## 読む抜粋

慶應義塾大学 法学部法律学科 FIT入試 志望理由書 提出例(北澤 安紀研究会向け)

■議論の整理論

EU法上認められている「相互承認原則」が近時のEUの国際私法理論に影響を与えつつある。EU法上の「相互承認原則」の適用範囲が拡大していくにつれ、従来の国際私法による準拠法決定のアプローチとは別に、構成国相互間での裁判及び法律関係の承認という方法がより重視されるようになってきている。それに伴い、EU構成国の中でも特に、ドイツやイタリア、フランス等の国際私法学説において、この承認という方法が従来の国際私法による準拠法指定の方法と競合する方法として当然に認められてよいものなのかどうかが議論されるようになってきている。

2001に Jayme と Kohler の論文が公表されて以来、この承認という方法について論じる文献が相当数出てきている。このような議論を今かりに「承認論」と 呼ぶならば、「承認論」がEUで行われるようになった背景には、EU法上の原則として「相互承認原則」が認められ、その適用範囲が拡大されるようになってきたことがある

そして、この「相互承認原則」の拡大がEU構成国の国際私法理論に対して一定の影響を及ぼしつつあるとの 指摘が注目される。すなわち、このような「相互承認原則」の適用範囲の拡大とともに、EUにおいて、法の統合を進める際に使われる手法として、承認という方法が、従来の抵触法的手法と競合する手法として注目され始 めている。それと同時に、そもそも承認という手法が法統合を進める際の有用な手段たりうるのかという観点か ら、承認という方法の意義、承認の対象、承認の要件、そして、承認という方法を用いることの問題点等が議論 されるようになってきている。そして、このようなEUの「承認論」における議論の争点は、法的状況の承認を認めるべきか否かという点にあるといえる(*1)。

 

■問題発見

ここで,EUの「承認論」において法的状況の承認を認めるべきか否かを検討する際の課題について改めて考えてみたい。

## 提供情報

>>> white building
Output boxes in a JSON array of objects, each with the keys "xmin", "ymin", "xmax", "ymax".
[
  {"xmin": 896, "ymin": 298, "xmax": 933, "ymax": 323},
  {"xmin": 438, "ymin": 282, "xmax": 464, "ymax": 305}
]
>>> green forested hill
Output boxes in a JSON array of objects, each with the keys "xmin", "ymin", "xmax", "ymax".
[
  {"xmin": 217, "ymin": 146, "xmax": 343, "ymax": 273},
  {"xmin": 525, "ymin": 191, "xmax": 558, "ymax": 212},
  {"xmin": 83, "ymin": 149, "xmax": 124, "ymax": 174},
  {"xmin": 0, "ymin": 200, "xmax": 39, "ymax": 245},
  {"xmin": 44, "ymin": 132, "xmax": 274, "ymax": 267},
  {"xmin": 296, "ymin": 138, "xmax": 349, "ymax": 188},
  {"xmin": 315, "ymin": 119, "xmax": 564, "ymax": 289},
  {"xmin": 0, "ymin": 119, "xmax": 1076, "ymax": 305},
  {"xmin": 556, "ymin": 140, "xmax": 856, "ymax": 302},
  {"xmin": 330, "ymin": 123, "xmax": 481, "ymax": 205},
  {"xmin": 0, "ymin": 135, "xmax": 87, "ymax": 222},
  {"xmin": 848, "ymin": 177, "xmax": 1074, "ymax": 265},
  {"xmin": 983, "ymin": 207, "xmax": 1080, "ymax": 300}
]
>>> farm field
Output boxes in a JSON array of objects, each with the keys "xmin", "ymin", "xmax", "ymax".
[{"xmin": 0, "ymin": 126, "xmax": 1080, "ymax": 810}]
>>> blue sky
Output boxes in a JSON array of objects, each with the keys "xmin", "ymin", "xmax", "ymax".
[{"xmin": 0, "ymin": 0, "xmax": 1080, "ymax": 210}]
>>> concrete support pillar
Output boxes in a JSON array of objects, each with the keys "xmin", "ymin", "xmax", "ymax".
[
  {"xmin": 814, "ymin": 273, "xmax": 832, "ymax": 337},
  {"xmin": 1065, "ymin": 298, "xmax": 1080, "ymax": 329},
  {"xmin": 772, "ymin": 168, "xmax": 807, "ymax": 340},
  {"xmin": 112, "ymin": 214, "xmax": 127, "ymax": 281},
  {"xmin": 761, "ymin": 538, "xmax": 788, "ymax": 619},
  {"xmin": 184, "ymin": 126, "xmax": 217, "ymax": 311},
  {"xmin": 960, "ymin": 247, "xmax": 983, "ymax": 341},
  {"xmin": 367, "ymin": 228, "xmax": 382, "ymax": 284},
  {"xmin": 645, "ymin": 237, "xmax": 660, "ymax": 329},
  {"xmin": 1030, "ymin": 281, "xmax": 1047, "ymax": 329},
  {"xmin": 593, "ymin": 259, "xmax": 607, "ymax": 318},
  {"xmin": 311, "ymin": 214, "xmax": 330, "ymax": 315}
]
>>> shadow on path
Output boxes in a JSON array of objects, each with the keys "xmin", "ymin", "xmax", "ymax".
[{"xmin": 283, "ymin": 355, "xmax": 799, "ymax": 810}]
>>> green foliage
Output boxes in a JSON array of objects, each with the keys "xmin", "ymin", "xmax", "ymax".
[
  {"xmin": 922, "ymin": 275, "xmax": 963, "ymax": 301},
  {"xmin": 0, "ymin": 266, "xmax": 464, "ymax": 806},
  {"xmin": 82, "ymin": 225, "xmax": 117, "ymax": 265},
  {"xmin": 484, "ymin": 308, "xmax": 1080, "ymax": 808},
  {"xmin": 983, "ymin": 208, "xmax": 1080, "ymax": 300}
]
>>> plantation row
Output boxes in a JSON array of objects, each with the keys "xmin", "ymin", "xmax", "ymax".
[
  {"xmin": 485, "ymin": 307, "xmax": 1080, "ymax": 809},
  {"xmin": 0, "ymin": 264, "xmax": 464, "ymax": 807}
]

## 依頼内容
志望理由書のうち「慶應義塾大学 法学部法律学科 FIT入試」を含む箇所から「どうかが議論されるようになってきている。」までを、「相互承認原則」を「相互承認の原則」に置き換えて書き直してください。

## 回答
慶應義塾大学 法学部法律学科 FIT入試 志望理由書 提出例(北澤 安紀研究会向け)

■議論の整理論

EU法上認められている「相互承認の原則」が近時のEUの国際私法理論に影響を与えつつある。EU法上の「相互承認の原則」の適用範囲が拡大していくにつれ、従来の国際私法による準拠法決定のアプローチとは別に、構成国相互間での裁判及び法律関係の承認という方法がより重視されるようになってきている。それに伴い、EU構成国の中でも特に、ドイツやイタリア、フランス等の国際私法学説において、この承認という方法が従来の国際私法による準拠法指定の方法と競合する方法として当然に認められてよいものなのかどうかが議論されるようになってきている。